How to complete this task ▸
Restate exactly, and only, the lines spanning from the one with "Wildlife-survey tagging: tag each instance of the yellow" to the end of the records below.

Given records section start

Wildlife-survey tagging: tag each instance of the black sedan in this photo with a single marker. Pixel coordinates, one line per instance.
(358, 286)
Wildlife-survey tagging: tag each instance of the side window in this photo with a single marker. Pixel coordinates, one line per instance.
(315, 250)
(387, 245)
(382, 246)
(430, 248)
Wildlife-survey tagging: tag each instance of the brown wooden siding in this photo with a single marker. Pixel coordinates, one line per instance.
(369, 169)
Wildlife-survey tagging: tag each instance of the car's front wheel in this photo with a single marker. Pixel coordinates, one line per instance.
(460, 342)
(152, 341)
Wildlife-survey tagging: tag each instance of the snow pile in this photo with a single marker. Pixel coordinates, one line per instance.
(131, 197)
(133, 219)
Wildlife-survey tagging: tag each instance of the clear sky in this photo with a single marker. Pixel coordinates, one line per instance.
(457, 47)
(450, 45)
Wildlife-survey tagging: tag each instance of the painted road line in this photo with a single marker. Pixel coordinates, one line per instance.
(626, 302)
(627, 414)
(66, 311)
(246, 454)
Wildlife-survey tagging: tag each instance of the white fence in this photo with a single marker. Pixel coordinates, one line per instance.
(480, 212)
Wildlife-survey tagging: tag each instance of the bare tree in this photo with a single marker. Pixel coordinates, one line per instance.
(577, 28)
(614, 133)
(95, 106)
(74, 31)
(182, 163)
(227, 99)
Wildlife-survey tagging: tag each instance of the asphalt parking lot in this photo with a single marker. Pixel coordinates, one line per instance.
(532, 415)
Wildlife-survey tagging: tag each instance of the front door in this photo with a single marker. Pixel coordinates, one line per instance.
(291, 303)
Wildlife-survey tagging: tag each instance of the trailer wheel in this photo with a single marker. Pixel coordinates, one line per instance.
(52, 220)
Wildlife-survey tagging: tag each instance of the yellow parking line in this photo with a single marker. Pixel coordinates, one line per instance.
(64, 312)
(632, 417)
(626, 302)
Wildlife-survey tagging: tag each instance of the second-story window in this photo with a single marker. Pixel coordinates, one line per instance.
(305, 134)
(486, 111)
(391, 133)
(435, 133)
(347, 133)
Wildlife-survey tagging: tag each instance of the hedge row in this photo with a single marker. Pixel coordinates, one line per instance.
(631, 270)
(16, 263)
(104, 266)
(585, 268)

Given records section end

Exercise result ▸
Wildlife-survey tagging: tag each instance of the yellow parking line in this photo with a single marker. Pixel coordinates, one line per instance.
(64, 312)
(632, 417)
(626, 302)
Wildlife-survey tagging: tag each instance of the second-story window in this photo with a single marker. Pixel coordinates, one line per instance.
(305, 134)
(486, 111)
(391, 133)
(435, 133)
(347, 133)
Wildlife-survey tagging: tag each instance of the hedge row in this photo with a single marker. Pixel coordinates, one line per instance.
(631, 270)
(16, 263)
(104, 266)
(585, 268)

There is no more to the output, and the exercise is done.